Direction:
Please copy the listing below without any changes, from its first line through the line containing "[(272, 282), (40, 56), (307, 134), (20, 263), (429, 127)]".

Exercise material:
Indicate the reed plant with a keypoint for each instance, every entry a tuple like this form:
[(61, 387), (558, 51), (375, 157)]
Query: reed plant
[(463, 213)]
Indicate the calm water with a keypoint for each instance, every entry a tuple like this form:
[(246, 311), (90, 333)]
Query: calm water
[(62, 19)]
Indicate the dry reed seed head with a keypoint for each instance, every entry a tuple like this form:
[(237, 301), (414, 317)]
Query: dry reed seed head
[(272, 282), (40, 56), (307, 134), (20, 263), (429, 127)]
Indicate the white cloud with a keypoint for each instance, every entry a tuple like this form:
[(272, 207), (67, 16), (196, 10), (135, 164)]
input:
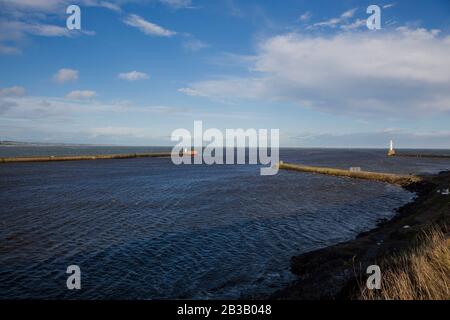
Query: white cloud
[(358, 23), (305, 16), (334, 22), (133, 76), (4, 49), (66, 75), (120, 131), (399, 73), (177, 4), (81, 94), (193, 44), (12, 91), (147, 27)]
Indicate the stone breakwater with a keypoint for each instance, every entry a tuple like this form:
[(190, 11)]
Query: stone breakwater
[(79, 158)]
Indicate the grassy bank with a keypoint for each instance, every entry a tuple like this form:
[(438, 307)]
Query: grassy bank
[(413, 265), (367, 175), (421, 273)]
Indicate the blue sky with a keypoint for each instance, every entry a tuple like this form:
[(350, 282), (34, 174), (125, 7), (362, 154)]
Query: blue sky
[(137, 70)]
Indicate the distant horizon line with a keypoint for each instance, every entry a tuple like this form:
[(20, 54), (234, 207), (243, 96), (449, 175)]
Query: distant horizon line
[(12, 143)]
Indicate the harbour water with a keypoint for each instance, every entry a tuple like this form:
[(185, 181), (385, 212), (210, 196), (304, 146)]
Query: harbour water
[(147, 229)]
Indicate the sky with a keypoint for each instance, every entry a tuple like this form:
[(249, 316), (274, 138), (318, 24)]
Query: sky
[(137, 70)]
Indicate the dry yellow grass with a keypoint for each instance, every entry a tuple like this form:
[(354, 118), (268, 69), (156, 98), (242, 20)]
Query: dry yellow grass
[(384, 177), (423, 273)]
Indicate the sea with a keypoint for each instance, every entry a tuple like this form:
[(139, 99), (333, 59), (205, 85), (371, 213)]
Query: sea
[(145, 228)]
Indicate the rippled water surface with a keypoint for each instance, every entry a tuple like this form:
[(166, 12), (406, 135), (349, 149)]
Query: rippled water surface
[(145, 228)]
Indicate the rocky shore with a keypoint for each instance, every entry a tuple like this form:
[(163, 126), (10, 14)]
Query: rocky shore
[(335, 272)]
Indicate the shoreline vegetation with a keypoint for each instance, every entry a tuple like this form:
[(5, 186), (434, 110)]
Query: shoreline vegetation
[(412, 249)]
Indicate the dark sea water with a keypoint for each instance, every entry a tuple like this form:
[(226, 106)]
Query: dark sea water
[(147, 229)]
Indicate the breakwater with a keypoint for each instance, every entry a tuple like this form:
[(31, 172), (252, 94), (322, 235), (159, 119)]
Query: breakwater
[(398, 179), (86, 157), (422, 155)]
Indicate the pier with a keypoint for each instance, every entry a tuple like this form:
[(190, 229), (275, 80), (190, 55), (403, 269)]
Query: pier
[(398, 179), (85, 157)]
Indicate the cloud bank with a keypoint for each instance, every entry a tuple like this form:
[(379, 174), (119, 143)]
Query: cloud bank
[(390, 73)]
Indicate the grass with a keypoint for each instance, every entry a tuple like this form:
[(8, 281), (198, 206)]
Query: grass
[(422, 273), (384, 177)]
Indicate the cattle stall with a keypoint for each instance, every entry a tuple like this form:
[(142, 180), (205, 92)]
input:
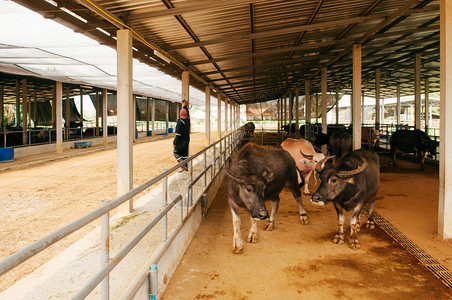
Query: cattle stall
[(296, 261)]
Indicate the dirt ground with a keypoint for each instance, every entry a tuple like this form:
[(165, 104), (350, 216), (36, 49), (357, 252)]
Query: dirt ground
[(37, 199), (296, 261), (40, 198)]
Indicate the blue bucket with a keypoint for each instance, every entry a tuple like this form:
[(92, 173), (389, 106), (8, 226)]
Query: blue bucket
[(6, 154), (82, 144)]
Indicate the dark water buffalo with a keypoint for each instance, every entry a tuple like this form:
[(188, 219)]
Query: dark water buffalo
[(412, 141), (305, 158), (249, 129), (349, 183), (259, 173), (339, 144)]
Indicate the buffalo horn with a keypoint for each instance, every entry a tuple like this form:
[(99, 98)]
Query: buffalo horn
[(321, 164), (234, 178), (355, 171), (306, 155)]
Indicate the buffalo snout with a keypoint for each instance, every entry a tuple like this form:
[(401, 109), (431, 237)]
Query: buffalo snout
[(317, 199), (262, 214)]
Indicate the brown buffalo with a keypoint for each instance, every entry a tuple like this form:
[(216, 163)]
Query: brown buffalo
[(305, 158), (256, 174)]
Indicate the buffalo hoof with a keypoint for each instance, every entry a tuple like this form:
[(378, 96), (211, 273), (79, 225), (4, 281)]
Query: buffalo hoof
[(252, 238), (338, 239), (270, 226), (370, 224), (237, 246), (304, 219), (354, 244)]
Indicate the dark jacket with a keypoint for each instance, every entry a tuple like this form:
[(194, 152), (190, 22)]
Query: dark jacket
[(182, 137)]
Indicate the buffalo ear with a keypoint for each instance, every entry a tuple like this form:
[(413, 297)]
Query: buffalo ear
[(268, 175)]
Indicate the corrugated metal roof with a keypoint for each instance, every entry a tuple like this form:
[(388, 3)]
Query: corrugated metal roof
[(253, 51)]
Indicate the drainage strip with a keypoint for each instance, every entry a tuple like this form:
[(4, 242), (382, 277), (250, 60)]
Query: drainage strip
[(440, 271)]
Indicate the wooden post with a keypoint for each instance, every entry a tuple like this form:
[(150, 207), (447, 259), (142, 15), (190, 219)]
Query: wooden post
[(125, 116), (207, 119), (81, 113), (24, 112), (377, 99), (59, 116), (68, 113), (336, 87), (219, 116), (297, 108), (324, 100), (104, 117), (417, 91), (307, 107), (445, 161), (427, 105), (153, 117)]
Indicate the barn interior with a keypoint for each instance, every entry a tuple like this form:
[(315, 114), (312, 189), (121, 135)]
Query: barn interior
[(240, 52)]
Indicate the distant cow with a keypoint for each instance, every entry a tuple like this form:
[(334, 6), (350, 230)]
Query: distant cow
[(369, 136), (412, 141), (256, 174), (249, 129), (349, 183), (305, 158), (292, 128), (339, 144)]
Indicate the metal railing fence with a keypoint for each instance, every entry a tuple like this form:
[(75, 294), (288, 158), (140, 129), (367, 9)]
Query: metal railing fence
[(219, 151)]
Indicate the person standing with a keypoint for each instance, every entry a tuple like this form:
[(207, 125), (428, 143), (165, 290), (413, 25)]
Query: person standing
[(182, 137)]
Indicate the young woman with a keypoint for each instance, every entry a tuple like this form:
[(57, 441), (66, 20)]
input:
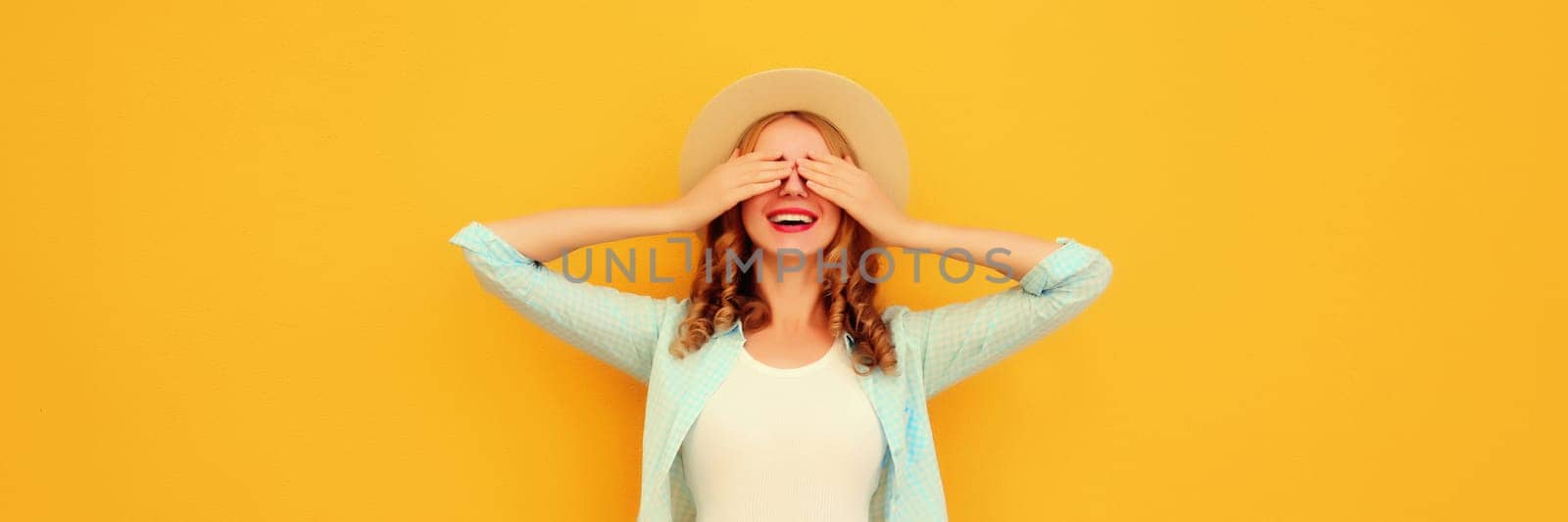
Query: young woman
[(780, 392)]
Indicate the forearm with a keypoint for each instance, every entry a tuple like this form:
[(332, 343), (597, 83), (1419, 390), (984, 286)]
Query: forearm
[(1013, 253), (546, 235)]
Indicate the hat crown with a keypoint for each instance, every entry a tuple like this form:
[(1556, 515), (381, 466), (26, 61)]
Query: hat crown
[(864, 121)]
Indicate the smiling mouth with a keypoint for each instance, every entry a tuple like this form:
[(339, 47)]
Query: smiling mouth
[(792, 219)]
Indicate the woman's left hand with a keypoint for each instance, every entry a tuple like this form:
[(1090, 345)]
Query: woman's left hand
[(857, 192)]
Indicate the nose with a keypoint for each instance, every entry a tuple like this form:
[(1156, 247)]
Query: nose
[(794, 185)]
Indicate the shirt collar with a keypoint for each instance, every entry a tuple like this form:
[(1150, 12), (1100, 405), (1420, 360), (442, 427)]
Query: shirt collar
[(849, 341)]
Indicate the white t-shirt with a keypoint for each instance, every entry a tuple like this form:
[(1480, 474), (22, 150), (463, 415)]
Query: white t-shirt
[(786, 444)]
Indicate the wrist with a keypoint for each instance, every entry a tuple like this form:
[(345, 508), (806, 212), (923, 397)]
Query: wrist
[(671, 216), (906, 232)]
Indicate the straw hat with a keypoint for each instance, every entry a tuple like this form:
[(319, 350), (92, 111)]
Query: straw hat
[(862, 119)]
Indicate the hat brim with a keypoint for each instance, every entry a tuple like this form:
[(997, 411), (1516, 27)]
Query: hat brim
[(862, 119)]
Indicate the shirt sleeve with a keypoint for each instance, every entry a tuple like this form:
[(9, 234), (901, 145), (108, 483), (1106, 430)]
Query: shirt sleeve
[(961, 339), (615, 326)]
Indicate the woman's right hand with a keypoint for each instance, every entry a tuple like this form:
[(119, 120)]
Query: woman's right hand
[(728, 184)]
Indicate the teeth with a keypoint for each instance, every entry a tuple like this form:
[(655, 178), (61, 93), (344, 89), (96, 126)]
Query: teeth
[(791, 216)]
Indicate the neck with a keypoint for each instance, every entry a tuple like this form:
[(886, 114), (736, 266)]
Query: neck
[(796, 295)]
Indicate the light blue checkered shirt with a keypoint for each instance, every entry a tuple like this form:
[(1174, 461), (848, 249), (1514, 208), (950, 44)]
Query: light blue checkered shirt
[(935, 349)]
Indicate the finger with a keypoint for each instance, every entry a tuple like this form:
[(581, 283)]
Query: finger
[(819, 169), (828, 159), (762, 154), (823, 179), (767, 176)]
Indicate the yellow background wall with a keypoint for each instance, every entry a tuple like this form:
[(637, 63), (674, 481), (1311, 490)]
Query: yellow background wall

Finished exercise:
Indicate the reed plant with a keypoint for each instance, every entry a tuple like this form:
[(61, 387), (558, 51), (375, 157)]
Query: reed plant
[(463, 213)]
Indicate the calm water with a keypoint for each instance, every entry a tuple like this form:
[(246, 311), (90, 333)]
Query: calm water
[(62, 19)]
Indicate the dry reed seed head with a keypoint for each instance, every entry a tuple like this form:
[(237, 301), (414, 317)]
Query: dry reed seed head
[(272, 282), (40, 56), (307, 134), (20, 263), (429, 127)]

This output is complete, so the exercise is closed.